┌─ Text under study
With the White House previewing multiple new fiscal year 2000 spending proposals and congressional appropriators and budgeteers worried about staying under increasingly tight budget caps, the Clinton administration can expect another year of partisan budget battles on Capitol Hill.
Since the beginning of the month, the administration has rolled out a series of ambitious new spending initiatives to be included in the president's FY2000 budget request, which will be presented to Congress Feb. 1.
Clinton will have a national platform from which to rally support for the new programs with tonight's State of the Union address, a platform he has employed to great effect in the past. The President's recent initiatives include:
- $12 billion in new defense readiness and modernization spending;
- $1 billion for a Lands Legacy Initiative on conservation;
- $1 billion for Building Livable Communities programs;
- $6.4 billion over five years for a new 21st Century Policing Initiative;
- $1.6 billion for economic development in poor urban and rural areas;
- $2 billion over five years in tax credits and health insurance incentives to help disabled people go from welfare to work;
- $1 billion to improve medical services for 32 million uninsured Americans;
- $6.1 billion for public transportation and $2.2 billion for regional traffic congestion control air quality programs; and
- $5 billion to $6 billion over five years in tax credits for long-term health care for the elderly.
And except for Senate Appropriations Committee Chairman Ted Stevens, R-Alaska, who wants to raise the discretionary spending caps for FY2000 laid out in the Balance Budget Act of 1997, Republican sources on the Budget and Appropriations committees have scant interest in going beyond their statutory spending limits, preferring instead to cut spending and move money around under the caps to redirect funds towards their priority areas.
└─
# [Work instruction 1]
Answer each question from the FY2000 budget article.
(a) On what date will the president's FY2000 budget request be presented to Congress?
(b) How much money is proposed for the new 21st Century Policing Initiative?
(c) Which committee chairman wants to raise the discretionary spending caps for FY2000?
# [Work instruction 2]
Reproduce the passage of the FY2000 budget article starting at "And except for" and ending at "their priority areas.".
┌─ Record set
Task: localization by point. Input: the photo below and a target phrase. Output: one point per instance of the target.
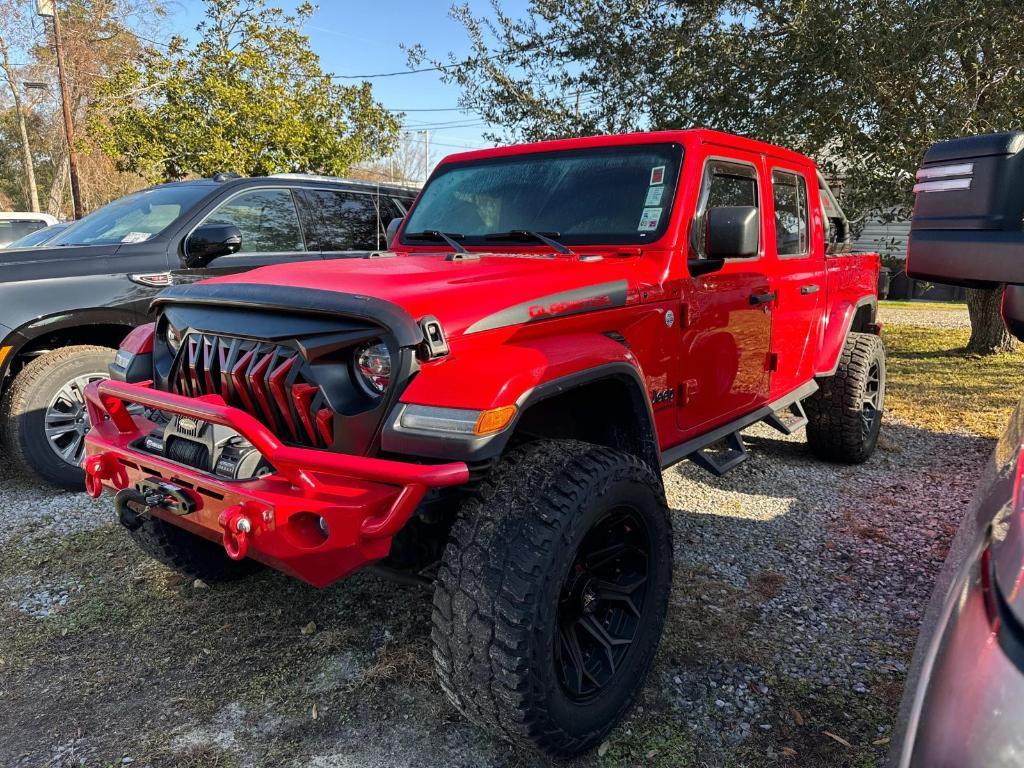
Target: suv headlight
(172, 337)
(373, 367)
└─
┌─ Record set
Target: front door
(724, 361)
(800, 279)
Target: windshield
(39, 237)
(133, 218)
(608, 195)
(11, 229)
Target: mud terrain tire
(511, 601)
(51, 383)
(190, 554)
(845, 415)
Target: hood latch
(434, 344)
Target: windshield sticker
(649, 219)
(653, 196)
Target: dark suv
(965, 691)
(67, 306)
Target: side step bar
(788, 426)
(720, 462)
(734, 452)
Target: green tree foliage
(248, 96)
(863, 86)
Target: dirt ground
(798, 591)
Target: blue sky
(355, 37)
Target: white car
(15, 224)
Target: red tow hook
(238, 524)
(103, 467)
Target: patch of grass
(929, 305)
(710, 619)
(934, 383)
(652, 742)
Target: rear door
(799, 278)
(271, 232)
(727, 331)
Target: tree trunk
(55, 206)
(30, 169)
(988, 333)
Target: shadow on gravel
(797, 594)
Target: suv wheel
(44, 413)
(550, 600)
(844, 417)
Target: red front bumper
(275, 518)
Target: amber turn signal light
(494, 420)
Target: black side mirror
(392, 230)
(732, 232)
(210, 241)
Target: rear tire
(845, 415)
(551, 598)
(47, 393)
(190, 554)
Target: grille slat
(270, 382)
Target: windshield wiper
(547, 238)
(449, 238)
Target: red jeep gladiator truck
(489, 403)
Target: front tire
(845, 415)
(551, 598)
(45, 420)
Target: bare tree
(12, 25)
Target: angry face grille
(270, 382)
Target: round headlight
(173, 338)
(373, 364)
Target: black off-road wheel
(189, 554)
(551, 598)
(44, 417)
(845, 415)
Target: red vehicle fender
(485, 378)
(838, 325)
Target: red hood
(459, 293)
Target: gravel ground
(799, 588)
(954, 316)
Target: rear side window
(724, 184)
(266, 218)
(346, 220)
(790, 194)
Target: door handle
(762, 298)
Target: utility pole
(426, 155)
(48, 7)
└─
# [Written reply 1]
(a) Feb. 1
(b) $6.4 billion over five years
(c) Senate Appropriations Committee Chairman Ted Stevens, R-Alaska

# [Written reply 2]
And except for Senate Appropriations Committee Chairman Ted Stevens, R-Alaska, who wants to raise the discretionary spending caps for FY2000 laid out in the Balance Budget Act of 1997, Republican sources on the Budget and Appropriations committees have scant interest in going beyond their statutory spending limits, preferring instead to cut spending and move money around under the caps to redirect funds towards their priority areas.